What you have to do → Pictures aside, the data must be reproduced exactly.

Study material →

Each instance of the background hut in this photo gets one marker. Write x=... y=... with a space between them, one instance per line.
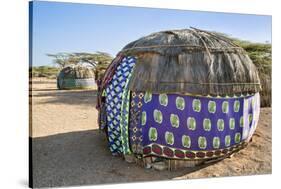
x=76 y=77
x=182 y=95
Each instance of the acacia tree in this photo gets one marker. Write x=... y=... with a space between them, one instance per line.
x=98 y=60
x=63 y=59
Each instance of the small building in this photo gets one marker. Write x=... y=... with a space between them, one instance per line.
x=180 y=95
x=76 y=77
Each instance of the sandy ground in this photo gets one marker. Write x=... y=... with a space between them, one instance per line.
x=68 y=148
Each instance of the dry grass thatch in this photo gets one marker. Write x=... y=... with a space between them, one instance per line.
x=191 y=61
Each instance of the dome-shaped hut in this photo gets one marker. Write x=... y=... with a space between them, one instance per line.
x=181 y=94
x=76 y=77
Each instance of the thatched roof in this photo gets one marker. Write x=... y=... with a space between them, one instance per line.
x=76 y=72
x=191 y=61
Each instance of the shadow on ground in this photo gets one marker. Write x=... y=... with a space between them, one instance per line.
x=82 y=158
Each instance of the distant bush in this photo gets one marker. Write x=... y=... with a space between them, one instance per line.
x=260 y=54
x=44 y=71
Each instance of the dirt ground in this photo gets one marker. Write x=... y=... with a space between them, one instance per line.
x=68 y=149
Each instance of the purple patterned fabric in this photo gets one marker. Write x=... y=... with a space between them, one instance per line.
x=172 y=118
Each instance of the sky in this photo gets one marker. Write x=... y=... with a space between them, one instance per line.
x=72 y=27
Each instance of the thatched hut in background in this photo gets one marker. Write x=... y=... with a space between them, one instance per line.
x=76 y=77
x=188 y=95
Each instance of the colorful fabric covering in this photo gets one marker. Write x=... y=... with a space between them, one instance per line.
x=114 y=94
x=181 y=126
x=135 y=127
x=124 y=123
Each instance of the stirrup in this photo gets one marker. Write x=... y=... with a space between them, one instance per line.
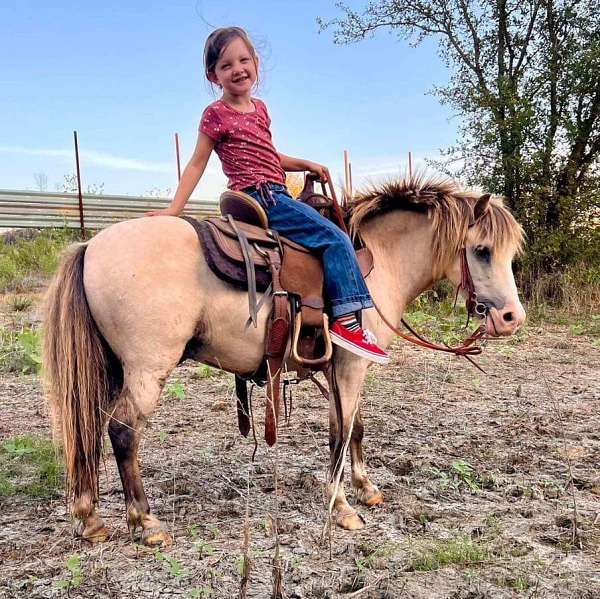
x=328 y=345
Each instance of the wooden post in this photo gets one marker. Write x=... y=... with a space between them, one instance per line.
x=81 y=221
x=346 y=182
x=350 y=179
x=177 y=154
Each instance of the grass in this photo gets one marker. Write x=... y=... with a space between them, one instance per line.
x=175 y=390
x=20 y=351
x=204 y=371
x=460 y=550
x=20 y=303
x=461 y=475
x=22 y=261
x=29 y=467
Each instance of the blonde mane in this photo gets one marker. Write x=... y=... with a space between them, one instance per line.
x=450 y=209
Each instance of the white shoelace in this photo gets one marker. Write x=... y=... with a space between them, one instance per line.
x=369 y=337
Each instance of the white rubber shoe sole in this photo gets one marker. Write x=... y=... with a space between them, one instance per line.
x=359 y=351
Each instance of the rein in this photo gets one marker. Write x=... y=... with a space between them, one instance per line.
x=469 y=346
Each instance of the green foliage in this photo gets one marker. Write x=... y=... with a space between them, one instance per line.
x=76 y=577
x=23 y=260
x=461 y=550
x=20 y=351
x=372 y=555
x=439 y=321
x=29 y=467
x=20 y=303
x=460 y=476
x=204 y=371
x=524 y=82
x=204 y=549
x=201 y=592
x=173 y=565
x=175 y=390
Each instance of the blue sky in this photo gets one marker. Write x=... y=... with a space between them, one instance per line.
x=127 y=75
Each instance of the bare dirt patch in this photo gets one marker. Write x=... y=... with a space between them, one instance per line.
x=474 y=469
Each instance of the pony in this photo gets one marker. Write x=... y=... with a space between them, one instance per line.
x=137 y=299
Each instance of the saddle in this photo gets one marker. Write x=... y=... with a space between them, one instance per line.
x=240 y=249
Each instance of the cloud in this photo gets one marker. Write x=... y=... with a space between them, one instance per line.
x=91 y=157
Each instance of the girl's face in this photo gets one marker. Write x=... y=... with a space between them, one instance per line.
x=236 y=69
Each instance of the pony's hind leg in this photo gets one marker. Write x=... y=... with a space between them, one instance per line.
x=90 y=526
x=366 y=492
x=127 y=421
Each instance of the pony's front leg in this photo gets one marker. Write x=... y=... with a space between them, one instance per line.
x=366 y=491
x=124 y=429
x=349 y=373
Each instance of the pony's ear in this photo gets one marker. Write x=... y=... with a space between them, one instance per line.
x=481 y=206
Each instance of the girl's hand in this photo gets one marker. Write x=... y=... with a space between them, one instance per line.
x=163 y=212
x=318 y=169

Written reply →
Each instance of the background hut in this photo gets one marker. Write x=... y=... with a space between them, one instance per line.
x=76 y=77
x=182 y=95
Each instance of the acacia tree in this photo gets one marker. Write x=... y=... with a space between them, one instance per line.
x=98 y=60
x=63 y=59
Each instance of the small building in this photo gets one marker. Write x=... y=... with a space between them, one instance per line.
x=180 y=95
x=76 y=77
Each instance of the sandy ground in this photo gets one marker. Write x=... y=... with a space between them, one instance per line.
x=68 y=148
Each instance of the dry grass thatch in this photo gets one marker. Write x=... y=... with a space between them, one instance per line.
x=191 y=61
Each instance of the dome-shaped hut in this photo gets one marker. Write x=... y=... with a space between them, one instance per line.
x=181 y=94
x=76 y=77
Each instance of the thatched roof in this photo gets one marker. Write x=... y=... with a space between them, one instance per line.
x=76 y=72
x=191 y=61
Each instance of the shadow on ground in this photo gets one marker. Write x=... y=... with a space between them, one instance per line.
x=82 y=158
Each instance of the distant bush in this photo gets one marker. Write x=... y=... with a space between them, one instance per line.
x=260 y=54
x=44 y=71
Each instance of the dirt ground in this photo gets one marker. Write x=... y=... with a space between them, one instance per line.
x=68 y=149
Each instance of the purple patterned fabric in this photo gets one marker. Write x=... y=... with a space between them, one instance per line.
x=172 y=118
Each instance of the sky in this photo gets one marker. Write x=... y=... with a space between them, one instance per line.
x=72 y=27
Each instance of the thatched hut in background in this photo gets one marker. Write x=... y=... with a space between them, one instance per line.
x=76 y=77
x=188 y=95
Each instance of the colorful fabric covering in this photo gets one marker. Write x=... y=... with a space between them, one instance per line.
x=114 y=94
x=181 y=126
x=135 y=127
x=124 y=123
Each instance of the stirrup in this photo gets one marker. Write x=... y=... with a space between them, one instance per line.
x=328 y=345
Each instance of the wooden post in this photo gets one marker. Write x=... y=... with a space between them, one instance per line.
x=81 y=221
x=346 y=182
x=350 y=179
x=177 y=154
Each instance of the grass in this photo gets one marker. Write x=... y=... with a space between them, one instance per line.
x=175 y=390
x=20 y=351
x=204 y=371
x=460 y=550
x=20 y=303
x=461 y=475
x=22 y=261
x=29 y=467
Each instance of the blonde mane in this photo gets one marker. Write x=... y=... with a space between them, one instance per line.
x=450 y=209
Each instance of the white shoelace in this photo gets one marker. Write x=... y=... with a space between them, one instance per line.
x=369 y=337
Each instance of the white rubber shoe sole in this photo gets one marker. Write x=... y=... with a space between them, one instance per line.
x=359 y=351
Each instance of the rein in this photo gets one marker. Write x=... y=... with a space between them, one instance per line.
x=469 y=346
Each instance of the green foliage in this photo gets one marker. Write x=... y=... with a space between them, one instance per line.
x=76 y=577
x=23 y=260
x=461 y=550
x=20 y=351
x=372 y=555
x=439 y=321
x=29 y=467
x=20 y=303
x=460 y=476
x=204 y=371
x=524 y=82
x=204 y=549
x=201 y=592
x=173 y=565
x=175 y=390
Each instance of the blue sky in this photo gets one marker. Write x=... y=... with a space between them, one instance per line.
x=127 y=75
Each instance of the bare dirt patch in this photo gets one marker. Write x=... y=... with a space between them, one instance per line.
x=474 y=469
Each instance of the pony in this photo gets one marker. Write x=... y=... with a space between them, one instance per line.
x=137 y=299
Each instance of the saddle in this photo gets one marker. Write x=... y=... with a space between them, one instance per line.
x=240 y=249
Each instance of the cloud in this photo gets one marker. Write x=... y=... with a space between them, one instance per line.
x=91 y=157
Each instance of the girl's face in this photo gets one marker. Write x=... y=... with a space between them, one instance per line.
x=236 y=69
Each instance of the pony's hind leg in this photo gets one marker. Write x=... y=... with a space between them, one instance per line.
x=90 y=526
x=366 y=492
x=127 y=421
Each instance of the pony's front leg in this photo gets one marker. Write x=... y=... with a space between them, one instance per line.
x=366 y=491
x=124 y=429
x=349 y=373
Each instance of the pony's ear in this photo gets one marker. Write x=... y=... with a space between them, one instance per line.
x=481 y=206
Each instance of the girl's hand in this photo gets one marker. Write x=... y=... with a space between them, one instance per line.
x=163 y=212
x=318 y=169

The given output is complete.